● **Supplied text**:
Acid-base disturbance in COPD
pathophysiology

Question

Vignette: A 62-year-old man with a history of chronic obstructive pulmonary disease (COPD) presents to the emergency department with worsening dyspnea and cough. His sputum is purulent and he has had a low-grade fever for the past two days. His arterial blood gas reveals a pH of 7.32, PaCO2 of 60 mmHg, and HCO3 of 28 mmol/L. Which of the following is most likely contributing to the patient's acid-base disturbance?

● **Extracted information**:
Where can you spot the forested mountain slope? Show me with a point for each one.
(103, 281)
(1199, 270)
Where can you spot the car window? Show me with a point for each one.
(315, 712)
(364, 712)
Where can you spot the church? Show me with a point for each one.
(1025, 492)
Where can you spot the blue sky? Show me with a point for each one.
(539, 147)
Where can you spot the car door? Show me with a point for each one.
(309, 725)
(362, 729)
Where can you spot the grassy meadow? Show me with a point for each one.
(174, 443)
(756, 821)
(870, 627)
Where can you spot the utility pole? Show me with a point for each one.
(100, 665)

...

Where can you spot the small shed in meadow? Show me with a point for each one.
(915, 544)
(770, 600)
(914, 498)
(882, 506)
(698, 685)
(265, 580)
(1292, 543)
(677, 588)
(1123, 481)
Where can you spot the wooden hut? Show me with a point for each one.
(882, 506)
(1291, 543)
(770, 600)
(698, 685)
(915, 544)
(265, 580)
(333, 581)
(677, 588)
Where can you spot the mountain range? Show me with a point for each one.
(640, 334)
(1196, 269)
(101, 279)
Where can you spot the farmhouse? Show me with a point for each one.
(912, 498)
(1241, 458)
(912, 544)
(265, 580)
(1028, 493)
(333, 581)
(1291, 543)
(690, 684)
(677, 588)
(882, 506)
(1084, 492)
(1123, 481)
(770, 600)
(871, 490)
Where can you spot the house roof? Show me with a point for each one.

--

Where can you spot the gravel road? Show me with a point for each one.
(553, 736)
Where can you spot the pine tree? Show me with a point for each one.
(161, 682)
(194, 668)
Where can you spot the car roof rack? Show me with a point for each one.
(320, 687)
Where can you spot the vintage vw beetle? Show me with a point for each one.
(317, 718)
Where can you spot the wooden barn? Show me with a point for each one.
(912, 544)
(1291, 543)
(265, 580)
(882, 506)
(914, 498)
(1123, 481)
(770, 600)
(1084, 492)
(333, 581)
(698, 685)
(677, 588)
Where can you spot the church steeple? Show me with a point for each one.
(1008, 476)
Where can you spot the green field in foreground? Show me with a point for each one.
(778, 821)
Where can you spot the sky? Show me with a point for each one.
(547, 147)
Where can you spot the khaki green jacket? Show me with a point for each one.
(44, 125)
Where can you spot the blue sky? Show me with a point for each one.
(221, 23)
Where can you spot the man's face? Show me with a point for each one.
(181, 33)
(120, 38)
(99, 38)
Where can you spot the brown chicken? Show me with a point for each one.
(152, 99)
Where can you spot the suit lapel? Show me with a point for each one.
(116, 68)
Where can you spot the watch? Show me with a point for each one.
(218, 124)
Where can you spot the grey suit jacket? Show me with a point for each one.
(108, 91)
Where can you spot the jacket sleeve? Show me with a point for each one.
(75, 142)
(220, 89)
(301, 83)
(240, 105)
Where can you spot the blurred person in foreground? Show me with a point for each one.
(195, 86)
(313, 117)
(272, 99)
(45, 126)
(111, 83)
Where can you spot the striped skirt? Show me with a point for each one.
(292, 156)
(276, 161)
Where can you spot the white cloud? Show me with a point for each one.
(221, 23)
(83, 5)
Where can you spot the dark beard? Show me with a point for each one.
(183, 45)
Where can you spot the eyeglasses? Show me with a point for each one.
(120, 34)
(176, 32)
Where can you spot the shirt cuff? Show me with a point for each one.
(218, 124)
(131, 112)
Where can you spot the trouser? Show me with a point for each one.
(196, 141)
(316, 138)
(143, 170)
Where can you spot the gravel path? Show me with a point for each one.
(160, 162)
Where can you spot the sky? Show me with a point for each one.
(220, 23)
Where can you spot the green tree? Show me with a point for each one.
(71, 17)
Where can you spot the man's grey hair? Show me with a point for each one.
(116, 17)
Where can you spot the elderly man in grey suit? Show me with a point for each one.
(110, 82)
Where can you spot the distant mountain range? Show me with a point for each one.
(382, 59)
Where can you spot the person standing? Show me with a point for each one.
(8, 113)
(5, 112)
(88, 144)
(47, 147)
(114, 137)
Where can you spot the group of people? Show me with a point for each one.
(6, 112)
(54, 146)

● **To do**: Please continue the COPD acid-base vignette, picking up after its closing question. The items are separate from the text on COPD acid-base disturbance.

● **Written answer**:
Choices

A. Metabolic acidosis

B. Metabolic alkalosis

C. Respiratory acidosis

D. Respiratory alkalosis

E. Mixed acid-base disorder

Answer

C. Respiratory acidosis

Explanation

The patient's COPD has likely been exacerbated, leading to an inability to adequately ventilate, which is causing a buildup of carbon dioxide (hypercapnia). This leads to a primary respiratory acidosis as evidenced by the elevated PaCO2 and a low pH. The elevated bicarbonate (HCO3) is a compensatory response to this primary respiratory acidosis, as the kidneys attempt to retain bicarbonate in order to buffer the excess hydrogen ions present due to the hypercapnia. This is a classic example of a pathophysiologic response to chronic respiratory disease.